* WHAT THIS TASK INVOLVES *
Retype each line of the material below word for word; pictures stay out.

★ ★ ★ ★ ★ ★ ★

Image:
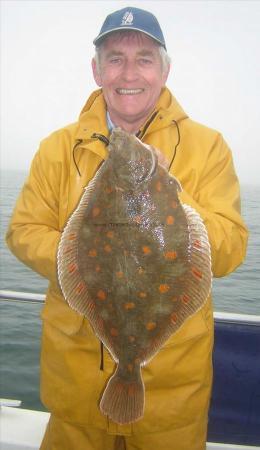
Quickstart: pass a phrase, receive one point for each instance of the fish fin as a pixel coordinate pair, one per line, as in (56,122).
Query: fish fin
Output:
(72,284)
(198,285)
(123,402)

★ ★ ★ ★ ★ ★ ★

* YOUR SOLUTION *
Image:
Quickstart: pass a phrase, receive one point for each instance of the fish fin as a pixel coordinate pair, one per line, as in (56,122).
Query: fish fin
Output:
(72,284)
(198,285)
(123,402)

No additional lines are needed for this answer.